INFORMATION SUPPLIED:
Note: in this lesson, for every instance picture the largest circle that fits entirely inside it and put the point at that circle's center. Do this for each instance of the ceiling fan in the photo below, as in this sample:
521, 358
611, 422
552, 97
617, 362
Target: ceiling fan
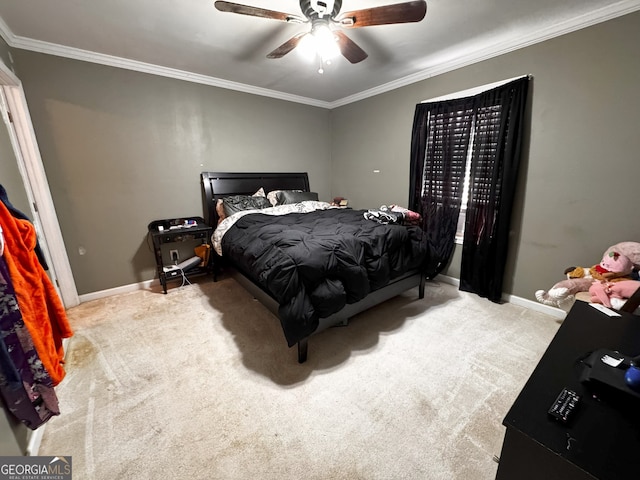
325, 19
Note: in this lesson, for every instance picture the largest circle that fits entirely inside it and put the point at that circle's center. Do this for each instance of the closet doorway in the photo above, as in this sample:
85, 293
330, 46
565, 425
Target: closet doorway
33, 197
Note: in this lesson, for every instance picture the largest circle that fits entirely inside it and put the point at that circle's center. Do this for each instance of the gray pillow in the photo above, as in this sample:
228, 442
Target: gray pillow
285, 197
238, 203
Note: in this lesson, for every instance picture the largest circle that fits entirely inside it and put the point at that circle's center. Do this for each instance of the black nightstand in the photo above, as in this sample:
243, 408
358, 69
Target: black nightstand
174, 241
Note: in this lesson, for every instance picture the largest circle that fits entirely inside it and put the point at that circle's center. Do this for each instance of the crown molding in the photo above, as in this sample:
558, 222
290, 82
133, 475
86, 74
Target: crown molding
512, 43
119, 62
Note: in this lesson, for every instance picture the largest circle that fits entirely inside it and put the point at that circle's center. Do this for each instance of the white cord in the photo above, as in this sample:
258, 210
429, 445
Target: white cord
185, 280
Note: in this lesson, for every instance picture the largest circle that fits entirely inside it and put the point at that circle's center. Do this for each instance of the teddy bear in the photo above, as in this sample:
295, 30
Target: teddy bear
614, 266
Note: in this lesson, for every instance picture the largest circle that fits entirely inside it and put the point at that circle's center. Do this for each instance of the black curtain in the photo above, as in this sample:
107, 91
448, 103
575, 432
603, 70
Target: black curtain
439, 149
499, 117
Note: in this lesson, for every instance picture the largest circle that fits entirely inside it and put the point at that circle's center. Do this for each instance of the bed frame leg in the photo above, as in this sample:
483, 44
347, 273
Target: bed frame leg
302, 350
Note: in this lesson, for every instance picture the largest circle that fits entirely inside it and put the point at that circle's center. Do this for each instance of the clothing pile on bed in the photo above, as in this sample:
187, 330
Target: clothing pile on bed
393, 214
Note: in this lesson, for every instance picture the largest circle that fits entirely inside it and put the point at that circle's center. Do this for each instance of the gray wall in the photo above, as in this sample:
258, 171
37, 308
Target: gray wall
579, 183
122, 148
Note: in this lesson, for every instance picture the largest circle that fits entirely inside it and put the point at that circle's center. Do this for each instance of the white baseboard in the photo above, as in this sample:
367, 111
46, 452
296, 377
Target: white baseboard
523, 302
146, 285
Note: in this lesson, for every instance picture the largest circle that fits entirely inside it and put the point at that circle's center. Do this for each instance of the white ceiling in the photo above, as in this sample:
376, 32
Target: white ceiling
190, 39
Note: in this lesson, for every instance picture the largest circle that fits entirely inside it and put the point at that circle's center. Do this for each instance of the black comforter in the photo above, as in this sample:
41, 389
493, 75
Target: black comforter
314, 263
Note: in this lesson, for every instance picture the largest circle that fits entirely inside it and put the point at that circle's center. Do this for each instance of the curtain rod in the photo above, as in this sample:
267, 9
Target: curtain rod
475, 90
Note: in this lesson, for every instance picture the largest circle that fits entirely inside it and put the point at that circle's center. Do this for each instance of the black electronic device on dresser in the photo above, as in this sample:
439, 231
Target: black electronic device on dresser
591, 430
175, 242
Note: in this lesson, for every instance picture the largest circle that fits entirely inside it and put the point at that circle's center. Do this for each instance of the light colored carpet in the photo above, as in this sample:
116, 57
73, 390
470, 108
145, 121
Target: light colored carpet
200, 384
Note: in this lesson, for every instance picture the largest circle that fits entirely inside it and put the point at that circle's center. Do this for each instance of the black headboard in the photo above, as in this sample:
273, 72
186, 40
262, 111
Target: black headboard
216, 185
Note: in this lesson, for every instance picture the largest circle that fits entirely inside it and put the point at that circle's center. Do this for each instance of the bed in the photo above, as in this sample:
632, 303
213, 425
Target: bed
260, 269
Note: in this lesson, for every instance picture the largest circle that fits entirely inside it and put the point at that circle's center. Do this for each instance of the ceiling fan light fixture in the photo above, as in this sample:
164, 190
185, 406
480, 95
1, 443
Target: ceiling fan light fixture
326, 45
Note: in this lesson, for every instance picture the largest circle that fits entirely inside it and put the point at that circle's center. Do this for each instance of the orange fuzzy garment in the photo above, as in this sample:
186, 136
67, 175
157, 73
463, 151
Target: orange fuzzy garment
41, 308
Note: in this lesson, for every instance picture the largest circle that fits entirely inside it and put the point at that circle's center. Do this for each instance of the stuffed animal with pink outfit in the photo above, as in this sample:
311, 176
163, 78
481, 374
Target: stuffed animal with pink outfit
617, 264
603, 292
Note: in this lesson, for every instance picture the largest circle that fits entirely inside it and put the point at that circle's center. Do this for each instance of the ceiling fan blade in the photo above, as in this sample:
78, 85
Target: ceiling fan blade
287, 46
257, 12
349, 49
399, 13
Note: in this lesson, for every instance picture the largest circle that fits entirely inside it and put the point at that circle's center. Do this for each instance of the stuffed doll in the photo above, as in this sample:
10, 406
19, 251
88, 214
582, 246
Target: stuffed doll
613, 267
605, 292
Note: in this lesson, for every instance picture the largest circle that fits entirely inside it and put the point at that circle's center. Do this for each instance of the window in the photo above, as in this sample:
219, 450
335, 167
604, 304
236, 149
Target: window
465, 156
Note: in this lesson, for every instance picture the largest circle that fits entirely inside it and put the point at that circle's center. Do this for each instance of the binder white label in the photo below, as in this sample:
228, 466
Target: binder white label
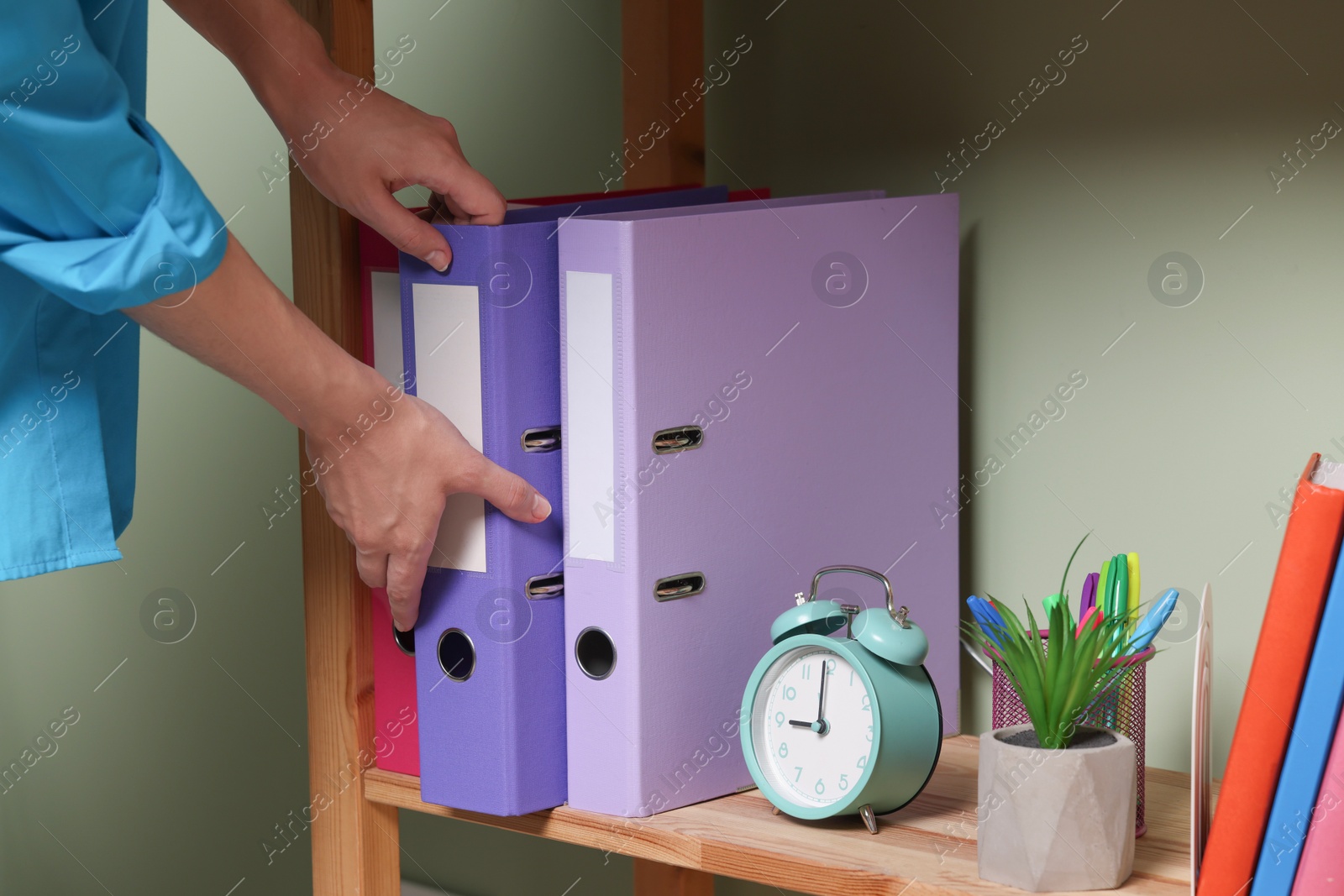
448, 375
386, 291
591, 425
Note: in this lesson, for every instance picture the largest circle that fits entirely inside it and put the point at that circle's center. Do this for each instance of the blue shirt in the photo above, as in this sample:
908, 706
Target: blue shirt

WHAT TO WORK ON: Reproduce the whole listing above word for word, omitting the pictures.

SOLVED PROBLEM:
Note: in this lesson, for every instance picture the largest circle that fits entirely inside it and put the point at that circle's center. Do this for each instance of the ceiling fan in the photo below, as in this sample:
521, 358
611, 422
552, 97
617, 362
Target: ceiling fan
325, 19
Note: in this lesson, for every instance picture the largest circle that fits entirely inside it and put the point at that circle's center. Do this for each instance of the closet doorway in the photo above, as in this sample:
85, 293
330, 46
565, 425
Target: closet doorway
33, 197
Note: in this lesson, for every instance picture the largest circle that fits entirely inside it and put the point at that circle's center. Do this for each instance of the gray pillow in the photo above, as in this sample:
228, 442
Target: gray pillow
285, 197
238, 203
Note: in this lesson, for every instance picture the largest circle that fits entirely inside it and put the point at that circle's center. Do this for each instance of the black nightstand in the photo above, as in this sample:
243, 408
358, 69
Target: black nightstand
174, 241
Note: in this lesson, for every instance picture the largest circle that fits entirely inside it and put the point at that circle's center. Do this for each instance of the crown molding in the photo above, as in this sample:
558, 222
290, 82
133, 475
86, 74
Target: crown molding
512, 43
119, 62
Note: in this lesson, for every instance picture the largest circle that fits entirely inside it and put the point at that circle's center. Do this for each instance of the white cord in the photo above, as in this sample:
258, 210
429, 445
Target: white cord
185, 280
Note: in this lesson, for every instance picture the largest circle that fits entirely inside it and put the point at that circle's center. Do this for each instance of the teddy bear in the photo above, as in this sample:
295, 30
Target: teddy bear
614, 266
Note: in this lesson, for every instance picture the largest circle that fits entirely inside it and put the point at that circle's center. Do this for each instance of the black curtain in the photo above, as in this sample:
107, 91
448, 103
575, 432
603, 70
Target: black curtain
439, 149
499, 117
Note: in this lesson, for every instance picture the largest circle that fits entirely inside it and put the point at that circle's center. Do this for each instance of the bed frame leg in the photo above, as in this sample:
483, 44
347, 273
Target: bed frame leg
302, 350
Note: in this lesson, for every instance picture the largest circle that fits entirely inside it and put the point at that circle's center. Do this for each instance of the clothing pile on bed in the photo above, as in this sample:
187, 330
Target: clothing pile on bed
393, 214
Note: in this lesson, for every instance picture the largest circle that fits entirely inside it and put the point at that circle's center. Do this for each instance of the gray wall in the photo above, as in this sample:
258, 171
37, 308
Target: gray wall
579, 183
122, 148
Note: in this lesson, for every instance picture the largest circle that fits entirely inside it and put the point at that circle's center. Do this for each instance of the white baseboard in the photo above, as in this sample:
367, 111
46, 452
296, 377
Target: white baseboard
523, 302
146, 285
Note: in this lesson, for every instance picture the largest circle that fits entirely inside it and put the point at that circle's center. Do this for each instance of the white ceiling in the photo above, as in this sample:
376, 32
Target: white ceiling
190, 39
Note: in this lesson, for every instance picture the largest circle that fits entirely inside it and put the point at that circle's center. Do this for each instance of the black comforter in the photo above, as in this sample:
41, 389
493, 75
Target: black comforter
314, 263
Note: in this lesson, for every instance picture the largest circle that fits entirely inside it and put the point at that circle's center. Do this for each instance of the curtain rod in the photo above, as in this sample:
267, 9
Target: curtain rod
475, 90
Note: in this lesson, for every instance picture the largest circle that fits entirely inside it and put the point at that circle's center. Do this for each instance of the black electronic device on dresser in the photo above, as in this sample:
439, 231
Target: black electronic device on dresser
591, 430
175, 242
Note: in this lesson, for every instance picture the largest circle that fits entirely inside it and put the point at that circle's center. Do this for each instance of the light colored carpet in the photo above, as in this sample:
116, 57
73, 390
470, 108
145, 121
Target: light colored carpet
200, 384
Note: in this lesson, for every instance picture the largest circle that fits entirely inside it and put the point at that circle's center. Do this for each instance of the black headboard in the photo above, as in this sample:
273, 72
186, 40
262, 111
Target: black headboard
216, 185
Note: in this lesson, for every instance picture the largest circle that fits entirely inside it and put the point at that circle's center. Do this for each instance of the bed in the photo above, as in this sample:
632, 303
213, 425
Target: bed
260, 269
Note: in this lesson, for every instance picture the largest circle that fits entirely inside it and put the point at that circle's center. Do this for each instance of the ceiling fan light fixture in the photo above, as in this sample:
164, 190
185, 406
480, 95
1, 443
Target: ceiling fan light fixture
326, 45
Note: in this lesson, for every instance picture the largest circle that fits entirely inside it and put the point at that circle's center. Do this for each instance of the orange fuzzy garment in the photo above, as in this sample:
186, 136
67, 175
157, 73
463, 151
Target: orange fuzzy garment
41, 308
Note: in this lesson, for every instance picture the largest circle that fits entirely inside it and put the point at that circle's center. Do this for each instance of the stuffed animal with pink outfit in the photo above, as in this sample:
311, 176
163, 78
481, 374
Target: stuffed animal with pink outfit
617, 264
603, 292
Note: in this lesson, for every instance picture the largest circle that fits entirely inside it and put the point at that circle's center. Do this for each instance of the ceiling fan blade in the photo above, as in this sample:
78, 85
Target: ceiling fan blade
287, 46
257, 12
349, 49
399, 13
Note: in this lesson, for every instance picture the largest circle that fits entirely inside it and put the point at that circle's center. Do this for each instance of the stuffed doll in the photo above, as in this sample:
10, 406
19, 251
88, 214
582, 246
Target: stuffed doll
613, 267
605, 292
Note: in this lesson, for every instance picture the largest circle that fits entirely inside it and put the point at that circle's center. Do this for each instance of the window in the photo above, as in this sample:
219, 450
335, 167
604, 304
236, 149
Target: window
465, 156
Note: in this lesson, for every instance picture the largest circle that fits entirely inside it and put the point at that circle's center. Do this for each instance of the binder white label in the photo below, as in this sample:
228, 466
Target: binder white label
448, 375
386, 291
591, 425
Note: in this lesson, for every instance picture the largest circle that fits entirely inside it and put the point at that circle's center. Do this for each instance of the blue shirt in the photo above, as in this sample:
908, 706
Target: blue shirt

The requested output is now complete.